Data supplied:
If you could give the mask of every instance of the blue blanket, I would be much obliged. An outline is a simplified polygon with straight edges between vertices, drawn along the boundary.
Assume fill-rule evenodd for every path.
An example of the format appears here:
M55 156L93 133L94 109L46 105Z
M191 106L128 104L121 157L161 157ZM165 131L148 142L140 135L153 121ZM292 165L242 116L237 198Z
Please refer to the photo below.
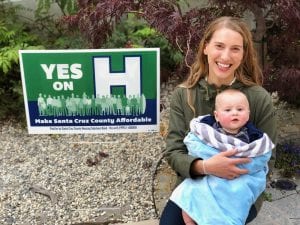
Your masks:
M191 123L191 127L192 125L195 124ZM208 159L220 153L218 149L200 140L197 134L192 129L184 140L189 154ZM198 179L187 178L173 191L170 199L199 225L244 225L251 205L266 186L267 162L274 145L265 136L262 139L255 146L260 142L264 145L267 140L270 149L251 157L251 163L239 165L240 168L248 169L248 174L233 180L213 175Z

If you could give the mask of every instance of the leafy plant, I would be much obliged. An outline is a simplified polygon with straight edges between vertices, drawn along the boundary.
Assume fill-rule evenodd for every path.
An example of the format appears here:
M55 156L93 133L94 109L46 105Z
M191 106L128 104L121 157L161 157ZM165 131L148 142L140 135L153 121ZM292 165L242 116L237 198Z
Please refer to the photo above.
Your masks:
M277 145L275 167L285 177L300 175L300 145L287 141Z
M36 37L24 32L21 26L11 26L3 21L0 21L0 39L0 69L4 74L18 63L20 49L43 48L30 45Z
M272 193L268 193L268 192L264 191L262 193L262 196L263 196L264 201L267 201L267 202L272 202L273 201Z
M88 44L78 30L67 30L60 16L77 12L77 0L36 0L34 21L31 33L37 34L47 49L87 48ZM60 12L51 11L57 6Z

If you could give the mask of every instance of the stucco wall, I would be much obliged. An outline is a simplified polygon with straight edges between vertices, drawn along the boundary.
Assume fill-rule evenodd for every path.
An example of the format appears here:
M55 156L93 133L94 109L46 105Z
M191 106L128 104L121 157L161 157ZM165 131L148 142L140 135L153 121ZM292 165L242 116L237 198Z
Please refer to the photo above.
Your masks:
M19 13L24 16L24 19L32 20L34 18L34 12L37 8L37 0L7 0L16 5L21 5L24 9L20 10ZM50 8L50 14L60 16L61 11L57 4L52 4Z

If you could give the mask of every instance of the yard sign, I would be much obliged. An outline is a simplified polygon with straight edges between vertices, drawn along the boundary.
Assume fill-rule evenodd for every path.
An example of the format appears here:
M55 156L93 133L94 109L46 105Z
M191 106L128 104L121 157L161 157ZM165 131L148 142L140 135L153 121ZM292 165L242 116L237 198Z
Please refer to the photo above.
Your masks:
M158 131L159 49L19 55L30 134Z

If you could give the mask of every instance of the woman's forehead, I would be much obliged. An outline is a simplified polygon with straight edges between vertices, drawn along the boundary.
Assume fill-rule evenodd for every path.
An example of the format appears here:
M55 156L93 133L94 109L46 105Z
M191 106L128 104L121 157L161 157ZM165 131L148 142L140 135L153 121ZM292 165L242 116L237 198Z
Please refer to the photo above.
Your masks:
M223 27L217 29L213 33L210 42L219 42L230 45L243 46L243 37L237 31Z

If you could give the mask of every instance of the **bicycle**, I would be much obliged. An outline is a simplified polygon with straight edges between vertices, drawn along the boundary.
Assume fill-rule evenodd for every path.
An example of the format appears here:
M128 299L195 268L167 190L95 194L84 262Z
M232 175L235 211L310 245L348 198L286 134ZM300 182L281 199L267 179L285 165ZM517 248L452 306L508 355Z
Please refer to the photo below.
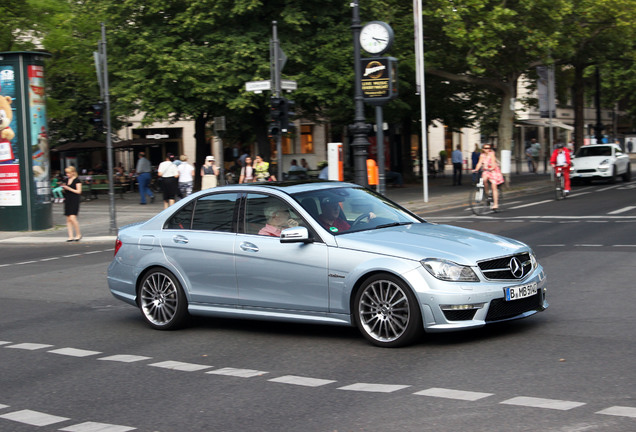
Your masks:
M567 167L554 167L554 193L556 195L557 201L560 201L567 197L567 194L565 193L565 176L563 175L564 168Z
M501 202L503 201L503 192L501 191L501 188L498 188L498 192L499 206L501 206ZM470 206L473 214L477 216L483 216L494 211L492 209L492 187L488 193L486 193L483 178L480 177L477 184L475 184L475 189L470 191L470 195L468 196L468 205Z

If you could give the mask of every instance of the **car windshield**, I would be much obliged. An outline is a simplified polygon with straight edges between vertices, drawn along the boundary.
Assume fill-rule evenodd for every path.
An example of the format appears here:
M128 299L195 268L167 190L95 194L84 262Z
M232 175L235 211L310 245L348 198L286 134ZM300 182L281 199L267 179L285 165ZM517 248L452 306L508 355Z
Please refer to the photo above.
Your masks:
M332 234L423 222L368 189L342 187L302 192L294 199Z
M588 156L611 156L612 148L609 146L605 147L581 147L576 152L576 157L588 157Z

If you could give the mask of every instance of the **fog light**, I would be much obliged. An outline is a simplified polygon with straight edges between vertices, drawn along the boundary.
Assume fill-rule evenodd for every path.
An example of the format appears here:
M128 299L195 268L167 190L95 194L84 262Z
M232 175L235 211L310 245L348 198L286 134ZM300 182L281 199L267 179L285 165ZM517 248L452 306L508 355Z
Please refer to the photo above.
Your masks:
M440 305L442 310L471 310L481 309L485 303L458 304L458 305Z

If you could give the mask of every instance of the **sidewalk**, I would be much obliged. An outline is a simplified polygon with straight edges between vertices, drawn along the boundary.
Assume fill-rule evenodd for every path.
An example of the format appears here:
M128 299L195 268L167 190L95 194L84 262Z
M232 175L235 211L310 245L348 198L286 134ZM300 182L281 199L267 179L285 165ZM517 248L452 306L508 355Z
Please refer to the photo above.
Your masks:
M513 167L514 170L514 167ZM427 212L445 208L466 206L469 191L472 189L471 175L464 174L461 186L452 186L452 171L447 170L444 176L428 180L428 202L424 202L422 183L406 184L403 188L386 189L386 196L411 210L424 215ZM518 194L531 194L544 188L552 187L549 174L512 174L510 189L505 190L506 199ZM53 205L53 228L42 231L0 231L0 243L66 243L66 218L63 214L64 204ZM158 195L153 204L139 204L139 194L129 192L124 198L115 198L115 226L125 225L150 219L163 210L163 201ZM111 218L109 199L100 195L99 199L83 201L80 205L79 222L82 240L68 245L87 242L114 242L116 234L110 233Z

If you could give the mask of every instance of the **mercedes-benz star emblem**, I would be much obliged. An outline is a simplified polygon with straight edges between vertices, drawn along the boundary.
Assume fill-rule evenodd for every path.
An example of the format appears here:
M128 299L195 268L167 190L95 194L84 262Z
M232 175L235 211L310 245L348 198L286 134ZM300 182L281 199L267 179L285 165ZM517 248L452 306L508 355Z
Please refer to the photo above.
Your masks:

Exercise details: Could you count how many lines in the records contain the word "with"? Only the number is needed.

Response to this task: 10